** START Document section **

A few questions regarding Determinants

[albedo]

Hi,

I know how to compute determinants and I'm familiar with the geometrical meaning of determinant

as the scaling factor of a unit (point/square/cube/hypercube)'s area/volume by applying a linear transformation (using a matrix).

However, I have several questions:

1. Let's say I define determinant to have the above meaning. How can one
   derive the formula for computing determinant following just the visual/geometrical meaning?
   
2. Let's say I have an arbitrary closed 2D polytope $P$ and I transform all of its vertices by a matrix $\mathbf{A}$.
   Is $\det\left(\mathbf{A}\right)$ the scaling factor of polytope's $P$ area after the transformation, i.e. $\det\left(\mathbf A\right) = \frac{P\text{'s area after transform}}{P\text{'s area before transform}}$?
   
3. Imagine I have an open 2D polytope $\overline P$ (which clearly doesn't have any area).
   How does $\det\left(\mathbf{A}\right)$ relate with the transformed polytope $\mathbf {A}\overline P$?

** END Document section **
** START Entries supplied **

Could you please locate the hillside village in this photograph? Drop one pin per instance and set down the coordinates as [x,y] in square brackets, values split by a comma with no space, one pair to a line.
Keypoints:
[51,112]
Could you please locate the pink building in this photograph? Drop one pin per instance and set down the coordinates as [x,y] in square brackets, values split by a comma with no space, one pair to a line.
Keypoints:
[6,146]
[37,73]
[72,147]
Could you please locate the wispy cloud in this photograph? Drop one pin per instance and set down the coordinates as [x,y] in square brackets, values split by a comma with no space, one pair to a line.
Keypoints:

** END Entries supplied **

Work instructions:
- a) Restate the determinants post starting at "as the scaling" and ending at "the visual/geometrical meaning?", with "linear transformation" changed to "linear map".
- b) Which unit shapes does the determinants post name in parentheses when it describes the geometric meaning of a determinant?

Solutions to the problems:
- a)
as the scaling factor of a unit (point/square/cube/hypercube)'s area/volume by applying a linear map (using a matrix).

However, I have several questions:

1. Let's say I define determinant to have the above meaning. How can one
   derive the formula for computing determinant following just the visual/geometrical meaning?

- b) point, square, cube, hypercube